Data listing:

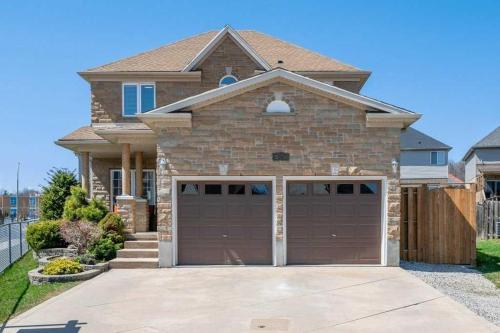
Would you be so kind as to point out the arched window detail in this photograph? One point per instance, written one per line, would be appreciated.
(278, 105)
(227, 80)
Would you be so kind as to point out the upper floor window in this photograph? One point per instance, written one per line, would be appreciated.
(227, 80)
(438, 158)
(138, 98)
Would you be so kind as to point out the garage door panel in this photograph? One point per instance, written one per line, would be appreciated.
(353, 219)
(233, 227)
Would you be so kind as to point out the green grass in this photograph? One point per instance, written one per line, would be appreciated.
(488, 260)
(16, 292)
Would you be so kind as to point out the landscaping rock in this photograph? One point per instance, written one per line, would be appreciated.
(462, 283)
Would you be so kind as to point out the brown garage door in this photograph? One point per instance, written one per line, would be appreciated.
(333, 222)
(224, 223)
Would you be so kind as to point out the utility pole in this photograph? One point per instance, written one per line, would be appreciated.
(17, 193)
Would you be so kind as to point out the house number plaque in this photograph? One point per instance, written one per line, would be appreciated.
(281, 156)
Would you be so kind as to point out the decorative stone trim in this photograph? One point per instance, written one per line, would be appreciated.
(37, 277)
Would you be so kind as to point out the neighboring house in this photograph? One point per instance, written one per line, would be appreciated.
(27, 208)
(482, 165)
(423, 159)
(241, 148)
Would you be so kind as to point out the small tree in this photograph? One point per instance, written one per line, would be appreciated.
(56, 191)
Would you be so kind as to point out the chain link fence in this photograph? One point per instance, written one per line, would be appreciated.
(13, 242)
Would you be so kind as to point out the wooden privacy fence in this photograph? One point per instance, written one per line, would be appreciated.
(488, 219)
(438, 225)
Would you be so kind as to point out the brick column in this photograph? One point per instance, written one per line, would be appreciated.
(138, 174)
(126, 169)
(85, 172)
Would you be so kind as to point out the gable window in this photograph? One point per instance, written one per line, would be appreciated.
(438, 158)
(227, 80)
(138, 98)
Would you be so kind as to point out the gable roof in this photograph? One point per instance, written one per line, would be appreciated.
(492, 140)
(225, 92)
(412, 139)
(265, 49)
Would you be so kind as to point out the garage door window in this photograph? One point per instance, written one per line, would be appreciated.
(321, 189)
(259, 189)
(213, 189)
(345, 188)
(236, 189)
(298, 189)
(368, 188)
(189, 189)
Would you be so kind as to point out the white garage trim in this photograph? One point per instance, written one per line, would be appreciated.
(176, 179)
(383, 220)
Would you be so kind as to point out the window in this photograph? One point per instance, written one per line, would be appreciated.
(259, 189)
(236, 189)
(213, 189)
(227, 80)
(437, 158)
(368, 188)
(345, 188)
(138, 98)
(492, 188)
(278, 107)
(298, 189)
(189, 189)
(321, 189)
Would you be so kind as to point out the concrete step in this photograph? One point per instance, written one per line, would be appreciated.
(130, 263)
(142, 236)
(142, 244)
(138, 253)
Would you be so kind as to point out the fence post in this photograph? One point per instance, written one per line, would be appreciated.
(20, 239)
(10, 244)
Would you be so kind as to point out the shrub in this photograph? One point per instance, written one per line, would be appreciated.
(94, 211)
(86, 259)
(74, 202)
(81, 234)
(54, 195)
(62, 266)
(112, 222)
(45, 235)
(104, 249)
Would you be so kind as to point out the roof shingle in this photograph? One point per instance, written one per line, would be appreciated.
(174, 57)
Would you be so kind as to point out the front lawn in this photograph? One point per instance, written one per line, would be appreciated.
(488, 259)
(16, 292)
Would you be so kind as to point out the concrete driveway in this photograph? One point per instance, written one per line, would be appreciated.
(252, 299)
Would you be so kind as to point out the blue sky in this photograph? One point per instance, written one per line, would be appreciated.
(439, 58)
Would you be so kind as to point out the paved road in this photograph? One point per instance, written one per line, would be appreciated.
(251, 299)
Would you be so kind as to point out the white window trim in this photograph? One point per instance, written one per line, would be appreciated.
(437, 157)
(138, 86)
(228, 75)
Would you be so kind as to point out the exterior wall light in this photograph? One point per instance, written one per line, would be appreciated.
(395, 165)
(223, 168)
(334, 168)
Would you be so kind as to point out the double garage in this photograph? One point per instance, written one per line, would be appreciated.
(232, 222)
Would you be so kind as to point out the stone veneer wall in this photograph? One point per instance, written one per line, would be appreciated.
(101, 169)
(237, 132)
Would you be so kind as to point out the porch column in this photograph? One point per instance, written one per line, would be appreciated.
(138, 173)
(85, 172)
(126, 169)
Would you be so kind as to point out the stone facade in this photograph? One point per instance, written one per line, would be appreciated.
(239, 133)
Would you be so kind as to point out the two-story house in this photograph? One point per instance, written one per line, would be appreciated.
(239, 148)
(482, 165)
(423, 159)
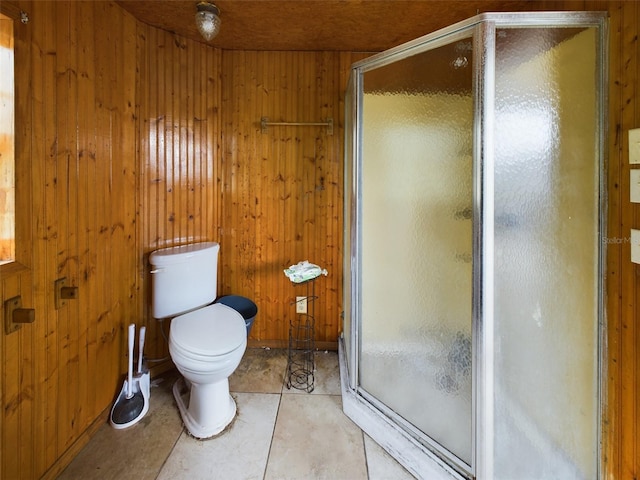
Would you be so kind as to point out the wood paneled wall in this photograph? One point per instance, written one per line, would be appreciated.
(76, 78)
(622, 416)
(282, 189)
(132, 139)
(178, 115)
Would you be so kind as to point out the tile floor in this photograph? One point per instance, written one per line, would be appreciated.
(278, 434)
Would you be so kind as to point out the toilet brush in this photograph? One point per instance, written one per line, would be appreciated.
(129, 407)
(142, 376)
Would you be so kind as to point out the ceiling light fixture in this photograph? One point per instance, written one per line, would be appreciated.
(207, 20)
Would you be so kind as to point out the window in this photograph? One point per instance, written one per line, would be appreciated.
(7, 143)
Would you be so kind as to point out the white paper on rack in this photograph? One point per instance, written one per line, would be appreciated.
(303, 271)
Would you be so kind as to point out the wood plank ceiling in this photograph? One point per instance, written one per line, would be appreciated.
(328, 25)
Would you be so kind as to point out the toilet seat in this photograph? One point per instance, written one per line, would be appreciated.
(208, 332)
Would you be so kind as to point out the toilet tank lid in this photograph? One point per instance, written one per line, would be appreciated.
(181, 253)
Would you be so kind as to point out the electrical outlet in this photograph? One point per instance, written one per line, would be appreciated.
(301, 304)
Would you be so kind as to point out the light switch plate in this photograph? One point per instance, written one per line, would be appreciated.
(634, 185)
(635, 246)
(634, 146)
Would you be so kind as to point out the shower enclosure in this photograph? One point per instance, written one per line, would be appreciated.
(474, 211)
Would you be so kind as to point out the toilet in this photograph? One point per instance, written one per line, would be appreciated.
(206, 341)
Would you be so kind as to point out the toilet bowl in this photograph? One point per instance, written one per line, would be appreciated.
(206, 346)
(206, 341)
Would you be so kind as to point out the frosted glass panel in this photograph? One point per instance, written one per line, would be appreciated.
(416, 216)
(546, 254)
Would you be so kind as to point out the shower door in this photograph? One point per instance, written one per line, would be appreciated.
(473, 278)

Required task →
Restate each entry word for word, please, but drop any images it holds.

Answer to this problem →
Would you be so kind as to point out the arched window detail in this photograph? One point per instance, written one per line, would be appreciated.
(278, 105)
(227, 80)
Would you be so kind as to point out the upper floor window in this photograph? One point per instance, written one per line, would be appreciated.
(227, 80)
(438, 158)
(138, 98)
Would you be so kind as to point out the garage door panel in this photograph? One point per instance, written one per line, would be appreciated.
(353, 219)
(233, 227)
Would you be so kind as to point out the green grass in this photograph? One point per instance, written one per line, would be appreciated.
(488, 260)
(16, 292)
Would you be so kind as to point out the landscaping rock in this photograph? One point per instance, written one per line, would be appreciated.
(462, 283)
Would you be so kind as to point out the brown garage door in this photograph? One point per instance, written one per line, would be appreciated.
(333, 222)
(224, 223)
Would you be so kind as to point out the utility pole in this photograph? One point per instance, written one per line, would be appreciated.
(17, 193)
Would you be so kind as to point out the house number plaque in this photograph? One point per instance, written one per line, would be appreciated.
(281, 156)
Would you be so kind as to point out the decorative stone trim in this photograph? One point per instance, written one per line, would be appreciated.
(37, 277)
Would you be so kind as to point out the neighboring house in this photograph? One point per instance, written one per line, would be appreciated.
(27, 208)
(482, 165)
(423, 159)
(241, 148)
Would you be so kind as to point out the small tree in this photograph? One point per instance, written one per line, would be appreciated.
(56, 191)
Would you be so kind as to point out the chain link fence in this photograph? One point per instance, written one per line, would be appreciated.
(13, 242)
Would you be so kind as to point out the wooden privacy fence in this photograph? One point per instance, written one per line, would be appreciated.
(488, 219)
(438, 225)
Would you be so kind as to point out the brick column in this photograph? One point per instance, written one per line, would be appreciated.
(138, 174)
(126, 169)
(85, 172)
Would you be so kind as to point out the gable window in this photograph? One point per instance, written one per line, would be appreciated.
(438, 158)
(227, 80)
(138, 98)
Would you be so kind as to point out the gable roof in this photograph? One point per instance, written one per line, would be appreciated.
(492, 140)
(225, 92)
(412, 139)
(265, 49)
Would you be so kind as to point out the garage door window in this photograph? One point per instance, written one per line, would be appreciated.
(321, 189)
(259, 189)
(213, 189)
(345, 188)
(236, 189)
(298, 189)
(368, 188)
(189, 189)
Would you be so kind as to point out the white garage trim in this photograph? One point per instance, written one per line, would be appreciated.
(176, 179)
(383, 220)
Would you be so kind as to point out the window in this photograph? One point per instance, written one per line, would be appreciated.
(259, 189)
(236, 189)
(213, 189)
(227, 80)
(437, 158)
(368, 188)
(345, 188)
(138, 98)
(492, 188)
(278, 107)
(298, 189)
(189, 189)
(321, 189)
Would you be so kind as to point out the concrete step in this photograph? One point per instance, written one per line, would be appreciated.
(130, 263)
(142, 236)
(142, 244)
(138, 253)
Would you be so kind as to point out the fence post in this photograph? One point per instance, written one per line, would be appreciated.
(20, 239)
(10, 244)
Would you be so kind as to point out the shrub in this photograph? One point per instance, written one per line, would be appreciated.
(94, 211)
(86, 259)
(74, 202)
(81, 234)
(54, 195)
(62, 266)
(112, 222)
(45, 235)
(104, 249)
Would you be so kind as to point out the roof shingle in this photograph? One point per instance, written one per line, would be appreciated.
(174, 57)
Would you be so kind as to point out the front lawn in this photograph? One point per instance, written one per line, would be appreciated.
(488, 259)
(16, 292)
Would you be so kind as to point out the concrete driveway in this photograph? One point per instance, written one per line, would be appreciated.
(252, 299)
Would you be so kind as to point out the blue sky in this photograph? One point per instance, written one per line, would be appreciated.
(439, 58)
Would you be so kind as to point out the paved road in this photograph? One point per instance, written one per line, would be appreciated.
(251, 299)
Would you be so kind as to point out the white window trim in this photograph? One point per instance, written one per line, would be appreciated.
(437, 157)
(138, 86)
(228, 75)
Would you be so kind as to point out the exterior wall light in this photograph? One point per instance, written one per line, would be appreciated.
(395, 165)
(223, 168)
(334, 168)
Would you be so kind as to point out the double garage in this photograph? One point per instance, written one per line, would be appreciated.
(232, 222)
Would you be so kind as to point out the stone veneer wall in this photograph? One point per instance, written one per line, would be appreciated.
(101, 169)
(237, 132)
Would you be so kind as to point out the porch column in this photograph? One point per instance, written one per line, would be appreciated.
(138, 173)
(85, 172)
(126, 169)
Would you be so kind as to point out the stone facade in this photograph? One point per instance, written one per line, would be appreciated.
(239, 133)
Would you be so kind as to point out the two-story house in this photograph? One point per instance, written one per line, would be appreciated.
(239, 148)
(482, 165)
(423, 159)
Would you be so kind as to point out the wood paneled wall in this photograph? One point per instance, written one per line, would be appreciated.
(76, 78)
(622, 416)
(282, 189)
(132, 139)
(178, 115)
Would you be so kind as to point out the tile floor in this photograph? One point per instance, written one per line, would be appreciated.
(278, 434)
Would you be so kind as to point out the toilet brush in this photograph? One point per instance, written one per line, would be appreciated.
(129, 407)
(142, 376)
Would you be so kind as to point out the ceiling light fixture in this photograph? One point per instance, written one per line, would be appreciated.
(207, 20)
Would you be so kind as to point out the window in this photograph? One point per instance, written one per line, would be appreciated.
(7, 143)
Would you be so kind as to point out the white paper on rack in this photograph? One point per instance, written one per line, would be appreciated.
(303, 271)
Would you be so kind as to point out the wood plank ceiling in this photograph? One point per instance, written one per line, would be appreciated.
(328, 25)
Would you be so kind as to point out the toilet seat in this photograph? One point per instance, written one per line, would be appreciated.
(208, 332)
Would you be so kind as to point out the toilet tank lid in this photograph? One point per instance, written one per line, would be appreciated.
(181, 253)
Would you be so kind as to point out the electrical outlet in this photograph? One point per instance, written one per line, would be appreciated.
(301, 304)
Would you be so kind as to point out the light switch plate in this photograph? One point per instance, written one per line, would be appreciated.
(634, 185)
(635, 246)
(634, 146)
Would you be so kind as to point out the shower enclosure in this photograph? One point per instance, written one per line, would be appreciated.
(474, 211)
Would you be so kind as to point out the toilet in this photograph? One point per instance, written one per line, would be appreciated.
(206, 341)
Would you be so kind as to point out the toilet bowl in this photograph? One point per instance, written one per line, would be appreciated.
(206, 346)
(206, 341)
Would you be so kind as to point out the frosted glass panel in this photograph? One point per instance, written one per line, would be appreciated.
(416, 216)
(546, 254)
Would you be so kind as to point out the shower door in this photograph? One point per instance, written one per line, would be appreciated.
(473, 278)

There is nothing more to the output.